Data provided:

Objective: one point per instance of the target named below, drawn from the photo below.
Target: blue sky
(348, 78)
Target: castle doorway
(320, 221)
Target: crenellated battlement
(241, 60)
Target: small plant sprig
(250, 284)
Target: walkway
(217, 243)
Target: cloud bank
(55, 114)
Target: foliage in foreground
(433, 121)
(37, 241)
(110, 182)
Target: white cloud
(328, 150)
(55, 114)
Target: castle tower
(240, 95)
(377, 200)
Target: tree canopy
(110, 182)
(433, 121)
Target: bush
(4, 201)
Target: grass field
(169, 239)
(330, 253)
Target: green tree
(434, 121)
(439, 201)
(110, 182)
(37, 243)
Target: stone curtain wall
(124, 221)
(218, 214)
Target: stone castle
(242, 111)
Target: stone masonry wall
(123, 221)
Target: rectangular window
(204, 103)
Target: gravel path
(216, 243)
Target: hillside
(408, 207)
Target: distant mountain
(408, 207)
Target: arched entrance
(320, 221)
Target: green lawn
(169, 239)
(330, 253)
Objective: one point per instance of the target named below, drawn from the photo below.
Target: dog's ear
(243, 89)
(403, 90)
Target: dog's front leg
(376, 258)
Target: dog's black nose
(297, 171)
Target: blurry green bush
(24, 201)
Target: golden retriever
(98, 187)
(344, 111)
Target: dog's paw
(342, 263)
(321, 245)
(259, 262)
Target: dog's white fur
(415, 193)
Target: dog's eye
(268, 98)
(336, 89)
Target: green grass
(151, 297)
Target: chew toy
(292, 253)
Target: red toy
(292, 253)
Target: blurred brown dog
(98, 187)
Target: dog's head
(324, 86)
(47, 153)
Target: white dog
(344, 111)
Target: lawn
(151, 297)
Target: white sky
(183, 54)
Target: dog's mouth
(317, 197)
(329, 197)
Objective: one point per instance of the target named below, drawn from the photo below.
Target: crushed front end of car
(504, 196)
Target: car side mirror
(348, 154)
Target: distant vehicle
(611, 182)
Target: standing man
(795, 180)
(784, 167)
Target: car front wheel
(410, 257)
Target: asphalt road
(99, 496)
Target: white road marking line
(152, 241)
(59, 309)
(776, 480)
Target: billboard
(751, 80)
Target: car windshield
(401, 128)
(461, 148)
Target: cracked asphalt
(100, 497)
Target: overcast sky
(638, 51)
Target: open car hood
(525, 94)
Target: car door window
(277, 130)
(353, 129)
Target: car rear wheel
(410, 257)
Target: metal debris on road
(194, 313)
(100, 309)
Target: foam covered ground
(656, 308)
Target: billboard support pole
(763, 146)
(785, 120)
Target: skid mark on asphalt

Directions: Extract every line from the one containing "Target: foam covered ground" to the end of the entries, including both of those lines, exactly as given and with nothing added.

Exercise result:
Target: foam covered ground
(656, 308)
Target: billboard support pole
(763, 146)
(785, 120)
Target: skid mark on asphalt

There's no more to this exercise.